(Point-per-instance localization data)
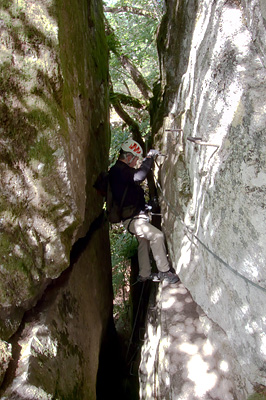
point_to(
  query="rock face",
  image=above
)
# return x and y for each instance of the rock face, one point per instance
(54, 142)
(214, 85)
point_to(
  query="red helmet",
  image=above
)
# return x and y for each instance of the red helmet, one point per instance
(133, 147)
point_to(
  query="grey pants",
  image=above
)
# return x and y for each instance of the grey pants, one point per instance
(148, 237)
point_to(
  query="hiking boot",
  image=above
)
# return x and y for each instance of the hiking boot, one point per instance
(169, 276)
(152, 277)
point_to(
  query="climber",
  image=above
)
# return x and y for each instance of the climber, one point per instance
(125, 182)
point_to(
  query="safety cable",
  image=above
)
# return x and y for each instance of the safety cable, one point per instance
(203, 244)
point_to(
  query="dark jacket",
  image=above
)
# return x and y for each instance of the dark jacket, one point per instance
(122, 176)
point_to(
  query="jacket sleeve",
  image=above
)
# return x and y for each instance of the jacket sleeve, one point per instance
(141, 173)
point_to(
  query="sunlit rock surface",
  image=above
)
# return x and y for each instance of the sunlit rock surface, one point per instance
(214, 80)
(54, 142)
(57, 351)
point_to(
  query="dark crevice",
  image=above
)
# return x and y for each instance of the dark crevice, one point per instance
(48, 297)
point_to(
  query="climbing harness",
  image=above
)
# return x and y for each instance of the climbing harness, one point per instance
(189, 231)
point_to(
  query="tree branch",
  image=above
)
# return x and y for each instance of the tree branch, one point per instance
(127, 100)
(132, 124)
(136, 76)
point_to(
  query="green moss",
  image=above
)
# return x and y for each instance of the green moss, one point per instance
(42, 152)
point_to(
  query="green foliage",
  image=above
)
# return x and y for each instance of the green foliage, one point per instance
(137, 38)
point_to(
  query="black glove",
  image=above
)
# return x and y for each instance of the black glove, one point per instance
(153, 153)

_Task instructions_
Every line from the one that holds "# return x and y for each instance of the climbing" to the end of the data above should be given again exactly, with that line and the last one both kept.

_Response for this exercise_
# return x and y for each instance of the climbing harness, one point per instance
(189, 231)
point_to(
  query="tree branch",
  image=above
)
# return x and y for each instance of the tree branch, one point per instance
(127, 100)
(132, 124)
(136, 76)
point_to(
  query="green moss",
  image=above
)
# return x and y for each instance of the green moss, one point per instance
(42, 152)
point_to(
  query="green foliage",
  image=above
)
# return x and y for each instance of the green foliage, one point per instance
(137, 38)
point_to(
  query="black glove",
  image=above
)
# return x and y for each instance of the black glove, one point per instance
(153, 153)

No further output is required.